[TEXT]:
** Start **

The main contributions of this paper are summarized as follows.

•

We propose the conditional variational autoencoders (CVAE) based approach with knowledge distillation to generate financial reports. To the best of our knowledge, this is among the first attempts to resolve this challenging task.
•

We employ a pre-trained model as a teacher network and the student component is to learn background knowledge from external knowledge base. The corresponding KL-divergence loss is designed for this purpose.
•

Extensive experiments are evaluated on one real-world dataset. The promising experimental results have demonstrated the superiority of the proposed approach over the compared baseline and the state-of-the-art approaches.

The Proposed Approach

Preliminaries and Problem Setup

Let $X$ denote a corpus of news data with each $x=(x_{1},...,x_{M})$ containing $M$ tokens, $Y$ denote the set of generated reports and each $y=(y_{1},...,y_{N})$ containing $N$ tokens, where $N$ is significantly greater than $M$ . The financial report generation problem could be formulated as

p(y_{1},y_{2},...,y_{N})=\prod_{k=1}^{N}p(y_{k}|y_{1:k-1};x).

That is, given a piece of news $x$ , together with the generated $k-1$ tokens $y_{1:k-1}$ , we predict the probability of the next token to be generated.

The proposed CVAE-KD

The framework of the proposed CVAE-KD model is plotted in Figure 2. In this approach, the input news $X$ is first embedded using lookup table. Then, Bi-GRU is adopted to encode each input $x$ , and the latent variable distribution is learnt. For the background knowledge learning, a set of similar news are extracted as well as the corresponding reports to estimate a higher level latent variable distribution. At last, a GRU component is employed to decode the output report. The proposed CVAE-KD has three components, i.e., encoder component, background knowledge extraction component, decoder component, and we detail them in the following subsections.

** End **

[STATED TASK 1]: In the text on financial report generation, what is used to encode each input news item x?
[STATED TASK 2]: Continue the text on financial report generation from the point where it stops.

[EXTRACTED DATA]:
** Start **

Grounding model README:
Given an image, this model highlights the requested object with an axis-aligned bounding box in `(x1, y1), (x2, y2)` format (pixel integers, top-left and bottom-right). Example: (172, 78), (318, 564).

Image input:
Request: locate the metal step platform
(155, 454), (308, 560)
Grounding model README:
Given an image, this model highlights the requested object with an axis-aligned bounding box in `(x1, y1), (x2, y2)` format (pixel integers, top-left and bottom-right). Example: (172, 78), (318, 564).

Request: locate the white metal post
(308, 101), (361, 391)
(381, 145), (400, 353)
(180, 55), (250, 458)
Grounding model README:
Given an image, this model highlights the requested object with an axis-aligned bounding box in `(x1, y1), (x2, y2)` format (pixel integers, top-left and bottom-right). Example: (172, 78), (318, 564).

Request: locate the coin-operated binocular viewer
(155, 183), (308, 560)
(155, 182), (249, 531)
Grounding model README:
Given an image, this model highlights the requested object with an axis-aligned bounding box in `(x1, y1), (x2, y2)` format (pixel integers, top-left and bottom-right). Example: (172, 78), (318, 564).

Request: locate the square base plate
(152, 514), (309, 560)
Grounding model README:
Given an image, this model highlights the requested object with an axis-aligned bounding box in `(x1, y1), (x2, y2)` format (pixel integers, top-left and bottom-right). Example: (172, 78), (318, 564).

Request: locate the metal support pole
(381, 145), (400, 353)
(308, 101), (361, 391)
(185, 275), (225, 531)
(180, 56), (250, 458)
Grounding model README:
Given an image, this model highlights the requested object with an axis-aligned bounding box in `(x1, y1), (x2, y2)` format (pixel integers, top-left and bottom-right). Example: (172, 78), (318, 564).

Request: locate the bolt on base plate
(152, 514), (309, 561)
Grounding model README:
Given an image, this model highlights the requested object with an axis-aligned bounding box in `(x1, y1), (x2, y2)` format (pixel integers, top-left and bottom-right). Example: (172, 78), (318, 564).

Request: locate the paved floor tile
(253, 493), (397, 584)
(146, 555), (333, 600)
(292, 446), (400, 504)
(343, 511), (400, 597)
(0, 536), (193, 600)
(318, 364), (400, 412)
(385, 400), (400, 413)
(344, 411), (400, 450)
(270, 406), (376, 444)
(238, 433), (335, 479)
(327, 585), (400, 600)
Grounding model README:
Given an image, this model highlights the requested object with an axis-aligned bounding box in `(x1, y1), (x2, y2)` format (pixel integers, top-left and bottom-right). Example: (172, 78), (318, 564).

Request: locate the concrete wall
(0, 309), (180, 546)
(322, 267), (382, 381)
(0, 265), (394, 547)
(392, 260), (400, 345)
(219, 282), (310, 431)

** End **

[ANSWER 1]: A Bi-GRU.

[ANSWER 2]:
Encoder Component

We adopt a Bi-GRU component for the encoder component. The input of this component is a piece of news $x$ . First, $x$ is embedded using lookup table and then is fed into the Bi-GRU component. As usual, we only choose the hidden state $h_{t}^{e}$ of Bi-GRU as the output of this component, the general calculation of Bi-GRU are given as

$\displaystyle c_{t}$	$\displaystyle=$	$\displaystyle\sigma(W_{c}x+U_{c}h_{t-1}^{ex})$
$\displaystyle r_{t}$	$\displaystyle=$	$\displaystyle\sigma(W_{r}x+U_{r}h_{t-1}^{ex})$
$\displaystyle h_{t}^{x^{`}}$	$\displaystyle=$	$\displaystyle tanh(Wx+U(r_{t}h_{t-1}^{ex})$
$\displaystyle h_{t}^{xe}$	$\displaystyle=$	$\displaystyle(1-c_{t})h_{t-1}^{ex}+c_{t}h_{t}^{x^{`}}$
$\displaystyle h^{e}$	$\displaystyle=$	$\displaystyle[\overrightarrow{h_{t}^{xe}},\overleftarrow{h_{t}^{xe}}],$

where $c_{t}$ is the update gate, $r_{t}$ is the reset gate, $h_{t-1}^{ex}$ is the previous activation, $h_{t}^{x^{`}}$ is the candidate activation, $h_{t}^{xe}$ is the current activation and $h^{e}$ is the concatenation of activation from both direction.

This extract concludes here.